**TASK BRIEF**
Update the water-sautéing guide from "I cook with oil sparingly. The" to "to flavor country.", putting "lime juice" in place of "lemon juice".

**SELECTED PASSAGE**
How to Water Sauté for Flavor and Health

Water-sautéing is the secret to healthy cooking. Don’t despair — you can still use oil — just put it on after cooking. Heating oil can oxidize it, which leads to toxicity. Also, once the oil heats beyond it’s smoking point, it becomes toxic. This varies oil to oil. Cooking with oil increases the fat content of the food and causes weight gain. And of course, the less oil you use, the better off for your arteries.

I cook with oil sparingly. The only things I cook with oil require it — pancakes, for example. All my stir “fries,” curries, soups, etc. — I water-sauté. This method doesn’t necessarily forsake oil; you can drizzle it on the end, forgoing the heating process, and losing you some weight while you’re at it.

I rarely even drizzle oil after cooking anymore, relying instead upon herbs, spices, lemon juice, coconut milk, and or nut butter sauces to take us on a trip to flavor country.

I start with 1 cup of water in a large skillet on medium-high heat. I add longer-cooking veggies first, like onions, ginger, and potatoes, covered. When a fork goes through easily, it’s done. Most veggies take 3-5 minutes.

I like to sauté beans and tofu for 5-10 minutes and tempeh 30+ minutes to really cook it through. Add Bragg aminos / sea salt / tamari toward the end of cooking, along with spices, and allow to marinate as the water cooks into the food.

Keep a cup of water next to the stove and an eye on the progress. Add a touch more if needed, stirring.

**ENTRIES PROVIDED**
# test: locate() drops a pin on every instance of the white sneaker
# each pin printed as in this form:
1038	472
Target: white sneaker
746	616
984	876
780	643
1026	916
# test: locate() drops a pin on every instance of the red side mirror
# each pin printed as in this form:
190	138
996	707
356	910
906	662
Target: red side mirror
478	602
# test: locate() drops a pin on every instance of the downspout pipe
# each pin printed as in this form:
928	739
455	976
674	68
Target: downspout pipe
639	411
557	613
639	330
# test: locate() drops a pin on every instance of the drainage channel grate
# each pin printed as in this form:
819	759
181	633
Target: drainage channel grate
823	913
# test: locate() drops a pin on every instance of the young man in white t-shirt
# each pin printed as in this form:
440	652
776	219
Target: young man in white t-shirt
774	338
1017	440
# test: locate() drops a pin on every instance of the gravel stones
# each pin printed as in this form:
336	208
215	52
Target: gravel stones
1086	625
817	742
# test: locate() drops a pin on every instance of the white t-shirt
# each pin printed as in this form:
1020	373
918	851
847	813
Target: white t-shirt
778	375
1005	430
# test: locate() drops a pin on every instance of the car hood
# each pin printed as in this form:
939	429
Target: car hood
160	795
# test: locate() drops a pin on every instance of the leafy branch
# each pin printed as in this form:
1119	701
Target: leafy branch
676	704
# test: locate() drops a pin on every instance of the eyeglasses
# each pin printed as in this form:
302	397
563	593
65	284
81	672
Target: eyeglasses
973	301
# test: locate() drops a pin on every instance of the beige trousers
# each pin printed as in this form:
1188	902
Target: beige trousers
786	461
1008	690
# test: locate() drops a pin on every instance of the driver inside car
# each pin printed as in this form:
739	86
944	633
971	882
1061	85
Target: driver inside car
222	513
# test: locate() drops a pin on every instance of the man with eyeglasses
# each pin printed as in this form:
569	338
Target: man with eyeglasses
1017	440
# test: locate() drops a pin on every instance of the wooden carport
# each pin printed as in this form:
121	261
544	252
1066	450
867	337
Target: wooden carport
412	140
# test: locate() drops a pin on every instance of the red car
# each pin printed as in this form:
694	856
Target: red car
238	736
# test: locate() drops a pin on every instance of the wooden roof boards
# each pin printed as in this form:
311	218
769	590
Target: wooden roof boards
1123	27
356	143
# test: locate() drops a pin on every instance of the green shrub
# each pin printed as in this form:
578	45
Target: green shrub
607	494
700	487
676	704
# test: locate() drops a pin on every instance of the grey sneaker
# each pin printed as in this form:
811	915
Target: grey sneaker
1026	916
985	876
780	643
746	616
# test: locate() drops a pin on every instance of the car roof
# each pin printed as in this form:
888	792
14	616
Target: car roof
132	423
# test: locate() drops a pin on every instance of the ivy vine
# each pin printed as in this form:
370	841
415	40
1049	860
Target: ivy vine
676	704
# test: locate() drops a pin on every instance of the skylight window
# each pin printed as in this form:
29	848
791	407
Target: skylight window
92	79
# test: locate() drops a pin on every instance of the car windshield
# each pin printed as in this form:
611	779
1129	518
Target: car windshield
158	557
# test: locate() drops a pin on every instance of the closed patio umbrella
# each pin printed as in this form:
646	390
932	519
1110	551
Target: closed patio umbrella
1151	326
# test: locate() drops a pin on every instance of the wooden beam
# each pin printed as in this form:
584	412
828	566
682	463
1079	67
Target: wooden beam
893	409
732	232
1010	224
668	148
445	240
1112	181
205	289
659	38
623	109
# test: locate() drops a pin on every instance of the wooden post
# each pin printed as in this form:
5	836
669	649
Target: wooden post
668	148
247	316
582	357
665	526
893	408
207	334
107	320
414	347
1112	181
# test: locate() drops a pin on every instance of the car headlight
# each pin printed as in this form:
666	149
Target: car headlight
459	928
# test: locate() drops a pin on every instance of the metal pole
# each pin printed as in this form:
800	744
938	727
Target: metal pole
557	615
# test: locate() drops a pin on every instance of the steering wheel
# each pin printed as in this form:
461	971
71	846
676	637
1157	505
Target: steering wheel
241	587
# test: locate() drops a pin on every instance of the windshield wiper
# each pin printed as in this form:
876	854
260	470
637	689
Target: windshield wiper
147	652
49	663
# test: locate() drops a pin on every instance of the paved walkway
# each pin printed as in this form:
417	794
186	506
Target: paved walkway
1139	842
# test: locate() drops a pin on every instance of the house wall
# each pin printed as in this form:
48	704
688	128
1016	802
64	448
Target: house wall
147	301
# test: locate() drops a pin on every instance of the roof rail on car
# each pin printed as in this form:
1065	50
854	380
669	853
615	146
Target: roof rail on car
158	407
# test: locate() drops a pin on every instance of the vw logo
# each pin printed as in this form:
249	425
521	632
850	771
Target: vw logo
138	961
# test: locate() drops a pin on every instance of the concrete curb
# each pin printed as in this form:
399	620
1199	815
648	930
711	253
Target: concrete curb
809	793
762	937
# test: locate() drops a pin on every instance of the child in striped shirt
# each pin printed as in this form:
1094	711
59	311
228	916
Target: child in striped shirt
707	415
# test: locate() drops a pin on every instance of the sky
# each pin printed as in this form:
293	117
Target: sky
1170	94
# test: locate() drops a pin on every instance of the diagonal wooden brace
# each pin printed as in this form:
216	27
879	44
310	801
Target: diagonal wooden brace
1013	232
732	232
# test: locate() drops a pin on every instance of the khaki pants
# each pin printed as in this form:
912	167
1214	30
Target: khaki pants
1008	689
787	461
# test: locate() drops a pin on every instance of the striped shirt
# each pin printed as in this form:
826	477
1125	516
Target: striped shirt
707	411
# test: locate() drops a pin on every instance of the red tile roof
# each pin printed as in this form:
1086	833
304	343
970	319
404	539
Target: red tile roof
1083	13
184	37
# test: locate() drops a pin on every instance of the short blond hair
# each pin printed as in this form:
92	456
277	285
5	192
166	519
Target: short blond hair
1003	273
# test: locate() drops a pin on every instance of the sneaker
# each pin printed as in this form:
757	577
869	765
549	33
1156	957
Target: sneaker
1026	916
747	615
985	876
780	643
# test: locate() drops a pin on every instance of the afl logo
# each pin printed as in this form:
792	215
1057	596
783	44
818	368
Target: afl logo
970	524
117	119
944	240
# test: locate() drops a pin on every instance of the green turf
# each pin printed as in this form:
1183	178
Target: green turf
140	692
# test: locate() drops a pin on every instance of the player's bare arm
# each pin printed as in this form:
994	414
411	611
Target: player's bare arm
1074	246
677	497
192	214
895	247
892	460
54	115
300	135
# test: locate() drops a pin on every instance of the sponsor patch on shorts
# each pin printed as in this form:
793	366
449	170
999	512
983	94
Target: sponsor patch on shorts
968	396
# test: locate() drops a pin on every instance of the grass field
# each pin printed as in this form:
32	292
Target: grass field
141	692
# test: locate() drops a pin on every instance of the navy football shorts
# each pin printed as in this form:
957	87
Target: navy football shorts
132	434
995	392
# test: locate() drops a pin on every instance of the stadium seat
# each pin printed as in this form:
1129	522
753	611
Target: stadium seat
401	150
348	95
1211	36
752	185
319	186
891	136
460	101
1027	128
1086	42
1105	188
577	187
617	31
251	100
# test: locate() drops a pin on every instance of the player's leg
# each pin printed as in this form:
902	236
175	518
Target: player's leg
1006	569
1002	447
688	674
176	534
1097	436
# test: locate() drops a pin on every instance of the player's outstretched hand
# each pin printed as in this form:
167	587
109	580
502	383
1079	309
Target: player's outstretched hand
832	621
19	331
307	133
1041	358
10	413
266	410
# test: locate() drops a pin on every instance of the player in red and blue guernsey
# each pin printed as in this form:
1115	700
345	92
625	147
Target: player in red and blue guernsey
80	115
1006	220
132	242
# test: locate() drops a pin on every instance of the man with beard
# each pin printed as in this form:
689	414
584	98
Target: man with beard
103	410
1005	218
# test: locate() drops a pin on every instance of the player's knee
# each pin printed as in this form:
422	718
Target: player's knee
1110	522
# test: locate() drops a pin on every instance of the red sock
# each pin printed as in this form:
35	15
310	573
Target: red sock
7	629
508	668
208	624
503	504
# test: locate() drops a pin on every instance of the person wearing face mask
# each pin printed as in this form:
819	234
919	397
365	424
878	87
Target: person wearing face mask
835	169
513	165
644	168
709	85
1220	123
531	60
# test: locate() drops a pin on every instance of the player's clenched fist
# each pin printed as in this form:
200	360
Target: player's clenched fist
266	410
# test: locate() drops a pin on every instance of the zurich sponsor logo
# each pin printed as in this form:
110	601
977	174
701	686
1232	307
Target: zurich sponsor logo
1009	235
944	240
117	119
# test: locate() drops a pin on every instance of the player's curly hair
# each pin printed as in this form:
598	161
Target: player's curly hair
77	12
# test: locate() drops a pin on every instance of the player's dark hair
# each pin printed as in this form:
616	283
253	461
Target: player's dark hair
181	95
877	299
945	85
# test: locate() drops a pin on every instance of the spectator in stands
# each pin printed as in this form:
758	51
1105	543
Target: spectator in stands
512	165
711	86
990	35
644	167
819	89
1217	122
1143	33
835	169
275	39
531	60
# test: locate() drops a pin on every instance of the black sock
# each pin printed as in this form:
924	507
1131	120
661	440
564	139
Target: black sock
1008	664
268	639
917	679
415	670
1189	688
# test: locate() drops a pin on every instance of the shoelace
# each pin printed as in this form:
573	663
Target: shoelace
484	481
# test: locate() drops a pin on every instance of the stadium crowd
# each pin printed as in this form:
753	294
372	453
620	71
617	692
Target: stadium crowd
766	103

**EXERCISE ANSWER**
I cook with oil sparingly. The only things I cook with oil require it — pancakes, for example. All my stir “fries,” curries, soups, etc. — I water-sauté. This method doesn’t necessarily forsake oil; you can drizzle it on the end, forgoing the heating process, and losing you some weight while you’re at it.

I rarely even drizzle oil after cooking anymore, relying instead upon herbs, spices, lime juice, coconut milk, and or nut butter sauces to take us on a trip to flavor country.